• Directions for this task:
In your copy, leave out the pictures and repeat the entries below exactly.

• Dataset rows:
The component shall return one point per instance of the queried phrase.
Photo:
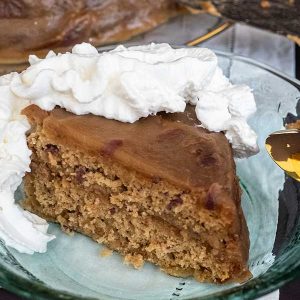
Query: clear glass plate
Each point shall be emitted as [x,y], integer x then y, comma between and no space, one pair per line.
[72,268]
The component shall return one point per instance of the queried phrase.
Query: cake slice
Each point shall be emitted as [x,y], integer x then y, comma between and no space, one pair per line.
[160,190]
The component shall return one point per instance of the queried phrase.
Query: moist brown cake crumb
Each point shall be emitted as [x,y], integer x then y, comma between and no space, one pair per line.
[173,211]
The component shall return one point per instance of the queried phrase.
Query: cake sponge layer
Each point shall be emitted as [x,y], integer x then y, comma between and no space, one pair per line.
[187,230]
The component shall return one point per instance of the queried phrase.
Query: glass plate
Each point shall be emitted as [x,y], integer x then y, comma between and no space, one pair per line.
[73,269]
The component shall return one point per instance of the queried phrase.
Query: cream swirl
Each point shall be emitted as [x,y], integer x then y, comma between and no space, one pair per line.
[127,84]
[19,229]
[124,84]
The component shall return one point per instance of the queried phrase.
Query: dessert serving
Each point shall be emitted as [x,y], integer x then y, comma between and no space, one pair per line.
[134,148]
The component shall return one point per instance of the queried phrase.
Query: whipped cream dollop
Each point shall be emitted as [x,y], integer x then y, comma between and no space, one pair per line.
[20,229]
[124,84]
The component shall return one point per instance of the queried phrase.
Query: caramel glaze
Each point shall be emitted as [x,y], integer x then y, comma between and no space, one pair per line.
[166,146]
[170,147]
[28,27]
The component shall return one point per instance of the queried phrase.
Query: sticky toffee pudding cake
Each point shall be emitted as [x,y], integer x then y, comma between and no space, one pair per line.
[160,189]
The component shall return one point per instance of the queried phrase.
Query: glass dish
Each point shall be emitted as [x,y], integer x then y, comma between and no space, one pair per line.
[73,269]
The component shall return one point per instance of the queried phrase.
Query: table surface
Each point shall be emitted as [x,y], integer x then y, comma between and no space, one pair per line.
[288,292]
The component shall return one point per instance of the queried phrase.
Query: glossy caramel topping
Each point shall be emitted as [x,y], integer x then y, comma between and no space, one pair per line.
[166,146]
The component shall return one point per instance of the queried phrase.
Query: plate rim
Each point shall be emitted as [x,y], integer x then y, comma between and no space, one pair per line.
[254,288]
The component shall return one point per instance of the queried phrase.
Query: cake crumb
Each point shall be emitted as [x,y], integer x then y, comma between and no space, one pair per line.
[105,252]
[135,260]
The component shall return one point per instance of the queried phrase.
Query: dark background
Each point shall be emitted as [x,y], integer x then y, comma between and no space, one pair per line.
[290,291]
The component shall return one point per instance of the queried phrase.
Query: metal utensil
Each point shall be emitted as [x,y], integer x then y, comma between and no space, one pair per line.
[284,148]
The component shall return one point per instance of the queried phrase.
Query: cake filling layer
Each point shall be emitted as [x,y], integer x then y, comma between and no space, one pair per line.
[192,228]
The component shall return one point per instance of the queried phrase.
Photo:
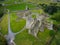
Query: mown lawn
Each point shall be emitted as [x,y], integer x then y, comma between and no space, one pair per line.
[21,6]
[23,38]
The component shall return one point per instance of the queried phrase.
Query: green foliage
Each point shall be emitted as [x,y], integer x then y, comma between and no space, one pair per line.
[52,33]
[1,10]
[57,41]
[2,40]
[56,16]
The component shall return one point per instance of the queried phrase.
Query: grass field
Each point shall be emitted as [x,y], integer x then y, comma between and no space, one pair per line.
[23,38]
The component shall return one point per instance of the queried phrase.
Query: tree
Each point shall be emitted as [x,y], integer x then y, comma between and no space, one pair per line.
[2,40]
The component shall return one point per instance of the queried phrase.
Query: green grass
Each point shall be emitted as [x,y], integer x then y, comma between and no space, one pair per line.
[21,6]
[23,38]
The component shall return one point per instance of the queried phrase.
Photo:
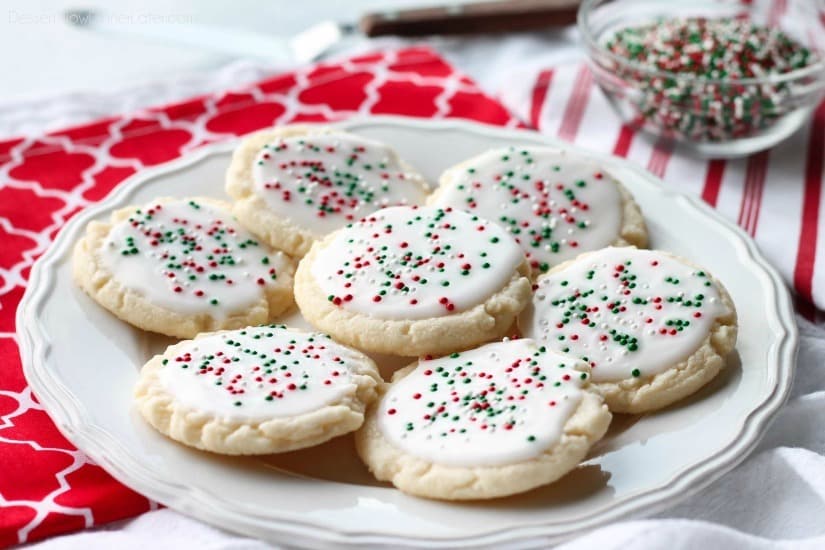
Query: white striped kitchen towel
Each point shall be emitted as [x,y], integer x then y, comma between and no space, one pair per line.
[775,195]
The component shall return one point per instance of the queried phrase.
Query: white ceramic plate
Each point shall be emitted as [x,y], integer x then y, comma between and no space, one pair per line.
[82,363]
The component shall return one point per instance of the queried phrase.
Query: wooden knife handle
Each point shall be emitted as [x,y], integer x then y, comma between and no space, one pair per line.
[480,17]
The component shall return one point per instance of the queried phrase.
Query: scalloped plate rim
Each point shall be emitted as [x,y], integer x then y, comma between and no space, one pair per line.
[69,414]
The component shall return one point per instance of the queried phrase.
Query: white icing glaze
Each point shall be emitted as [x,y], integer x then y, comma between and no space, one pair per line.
[500,403]
[259,373]
[555,205]
[627,312]
[416,263]
[190,257]
[323,182]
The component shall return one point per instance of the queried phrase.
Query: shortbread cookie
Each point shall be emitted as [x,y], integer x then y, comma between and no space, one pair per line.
[296,184]
[260,390]
[556,204]
[492,421]
[182,266]
[412,281]
[653,327]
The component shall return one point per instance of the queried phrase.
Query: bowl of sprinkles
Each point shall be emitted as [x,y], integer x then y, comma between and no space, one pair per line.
[724,78]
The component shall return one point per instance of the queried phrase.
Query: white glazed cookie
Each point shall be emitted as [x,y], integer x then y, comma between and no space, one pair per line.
[260,390]
[556,204]
[489,422]
[182,266]
[653,327]
[414,281]
[295,184]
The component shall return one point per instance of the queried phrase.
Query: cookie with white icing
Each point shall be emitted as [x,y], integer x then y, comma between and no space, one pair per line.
[414,281]
[653,327]
[295,184]
[493,421]
[556,204]
[182,266]
[259,390]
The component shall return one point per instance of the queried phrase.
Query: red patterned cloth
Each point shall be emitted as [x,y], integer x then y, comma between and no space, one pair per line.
[46,485]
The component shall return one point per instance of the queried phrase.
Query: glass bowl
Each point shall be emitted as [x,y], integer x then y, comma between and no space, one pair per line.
[721,117]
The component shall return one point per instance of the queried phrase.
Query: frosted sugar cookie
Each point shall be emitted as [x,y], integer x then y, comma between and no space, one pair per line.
[653,327]
[414,280]
[295,184]
[182,266]
[556,204]
[492,421]
[266,389]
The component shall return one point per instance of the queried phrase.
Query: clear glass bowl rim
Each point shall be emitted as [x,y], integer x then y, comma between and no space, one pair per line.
[587,6]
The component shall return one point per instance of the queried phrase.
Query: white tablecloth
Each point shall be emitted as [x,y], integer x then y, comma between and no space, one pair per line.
[775,499]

• Answer to this problem:
The component shall return one point per instance of the queried phrase.
Photo:
Query: clear glass plate
Each point shall be emitted as [x,y], integer x then y, comma between and no space, one pair per line.
[72,268]
The component shall return one point per instance of the queried phrase.
Query: cake slice
Each point shall be emitted as [x,y], integer x then y, comma between and no space, one pair per line.
[160,190]
The component shall return one point per instance of the queried phrase.
Query: moist brown cake crumb
Each point shall be emitted as [x,y], integer x then y, comma between and no space, one pair per line.
[173,211]
The component shall return one point per instance of the queried phrase.
Query: cake sponge layer
Each point shall be emitted as [x,y], integer x then y, comma between and no space, one pair per line.
[187,230]
The component shall return one point per instance of the queried phrase.
Query: glass plate
Each point shall be emitted as [x,y], integer x then y, comma between and no space, one pair per line.
[73,269]
The component shall return one point per instance of the queried phrase.
Query: cream swirl
Each point shall be emitted as [x,y], integer x then y, comma between and no space, one pair per line.
[127,84]
[19,229]
[124,84]
The component shall return one point per instance of the queried phrase.
Query: dessert serving
Each point shall be emitted as [x,y], integer x then y, comma between and no space, one pair per line.
[134,148]
The component shall return one point per instance of the queried phrase.
Query: whipped cream dollop
Each point shall be emitted as [x,y], integer x then y, comma between and no space, one pair per line.
[20,229]
[124,84]
The component shall return one point per instance of the queried phrase.
Query: caramel glaze
Each point shall be emitted as [x,y], integer x then y, comma between and no space, one pair per line.
[166,146]
[170,147]
[28,27]
The component shall return one point per instance of the queried phrase.
Query: sticky toffee pudding cake
Each point shall be emitted as [x,y], integer x then y, comma between and no space, one pair per line.
[160,189]
The component shall return one point per instance of the queried phrase.
Query: glass dish
Each point shall be emitted as [x,y], integer x then y, comma between and no space, one pair per line.
[73,269]
The component shall return one point per instance of the queried phrase.
Query: table surface
Each point shall be emitted as [x,y], integer x then y, comma between and no space, one pair per line.
[288,292]
The component shall return one point per instance of the queried phrase.
Query: glossy caramel topping
Each point shall be emitted as [x,y], integer x then y, comma between and no space, one pair per line.
[166,146]
The component shall return one point per instance of the queried phrase.
Query: plate rim
Each point shall be emitted as [x,y], integer x then y, comma between and no space, one pair per line.
[254,288]
The component shall return one point per instance of the queried phrase.
Query: cake crumb
Each point shall be emitted as [x,y], integer x then y, comma between and no space, one pair per line.
[105,252]
[135,260]
The component shall return one point per instance of the queried phrase.
Query: dark background
Each point shall be emitted as [x,y], integer x then y, comma between and no space, one pair per line.
[290,291]
The component shall return one point per instance of the queried phrase.
Query: metal utensil
Each point shall be emitted as [x,y], integer x then y, comma between and no space, one pair per line.
[284,148]
The component shall return one point per instance of the queried phrase.
Query: cake filling layer
Each point shall be emitted as [x,y], integer x then y, comma between and no space, one pair per line.
[192,228]
The component shall return one point per instance of the queried phrase.
Photo:
Query: mown lawn
Each point shall be emitted as [x,y], integer x then y, comma between and no space, one pair per line.
[21,6]
[23,38]
The component shall return one point per instance of the queried phrase.
Query: green foliage
Each point shall be emitted as [x,y], integer x then y, comma between and no space, one pair per line.
[52,33]
[1,10]
[57,41]
[2,40]
[56,16]
The component shall return one point per instance of the queried phrase.
Query: grass field
Each point shall be emitted as [x,y], integer x then y, comma between and no space, one pair per line.
[23,38]
The component shall return one point per instance of the queried phrase.
Query: tree
Each point shall be emitted as [x,y], integer x then y, comma between and no space, one pair per line.
[2,40]
The component shall return one point per instance of the queried phrase.
Query: green grass
Each point shall be emitted as [x,y], integer x then y, comma between and no space, one pair per line.
[21,6]
[23,38]
The component shall return one point per instance of the queried phrase.
Photo:
Query: white striped kitchen towel
Each point shall be emitted as [x,y], integer x then y, comma between and no space, one pair per line.
[775,195]
The component shall return one point per instance of the queried phrase.
Query: white ceramic plate
Each point shall be emitted as [x,y], integer x then y, comma between and no space, one pair per line.
[82,363]
The component shall return one point per instance of the queried phrase.
Query: wooden knife handle
Each point shall be emitted as [x,y], integer x then y, comma between and no space, one pair per line.
[480,17]
The component shall return one point per instance of the queried phrase.
Query: scalloped plate rim
Each point shall be emitted as [x,y], integer x then y, comma between and no space, one pair per line.
[69,414]
The component shall return one point per instance of the queried phrase.
Query: white icing glaze
Each point shall be emitted as [x,y], integer x then y, comma between and no space, one pair per line.
[500,403]
[259,373]
[555,205]
[627,312]
[416,263]
[190,257]
[323,182]
The component shall return one point per instance of the queried phrase.
Query: shortbread cookie
Each point shall be emitted as [x,y], integer x then y, comma between and no space, one pair per line.
[296,184]
[260,390]
[556,204]
[492,421]
[182,266]
[412,281]
[653,327]
The component shall return one point per instance of the queried phrase.
Query: bowl of sprinkles
Each point shall be emitted as [x,y], integer x then y, comma between and no space, one pair per line.
[724,78]
The component shall return one point per instance of the queried phrase.
Query: white glazed cookie
Each point shall be emitted as [x,y], integer x then y, comma between and no space, one pair per line.
[260,390]
[556,204]
[489,422]
[182,266]
[653,327]
[414,281]
[295,184]
The component shall return one point per instance of the queried phrase.
Query: cookie with white icing
Each point shall be emitted as [x,y], integer x then y, comma between and no space, one pair per line.
[414,281]
[653,327]
[295,184]
[493,421]
[556,204]
[182,266]
[259,390]
The component shall return one point per instance of the queried phrase.
Query: red patterned cloth
Each point shall be emitted as [x,y], integer x then y, comma between and no space, one pair per line.
[46,485]
The component shall return one point per instance of the queried phrase.
Query: glass bowl
Each point shall be emitted as [x,y], integer x then y, comma between and no space, one pair per line.
[721,117]
The component shall return one point per instance of the queried phrase.
Query: frosted sugar cookie
Each point shall be emitted as [x,y], integer x then y, comma between and no space, one pair per line.
[653,327]
[414,280]
[295,184]
[182,266]
[556,204]
[492,421]
[266,389]
The component shall return one point per instance of the queried phrase.
Query: clear glass bowl rim
Each point shall be emitted as [x,y], integer x then y, comma between and no space, one pair per line.
[587,6]
The component shall return one point per instance of the queried phrase.
Query: white tablecloth
Each point shall be emitted as [x,y], integer x then y, comma between and no space, one pair per line.
[775,499]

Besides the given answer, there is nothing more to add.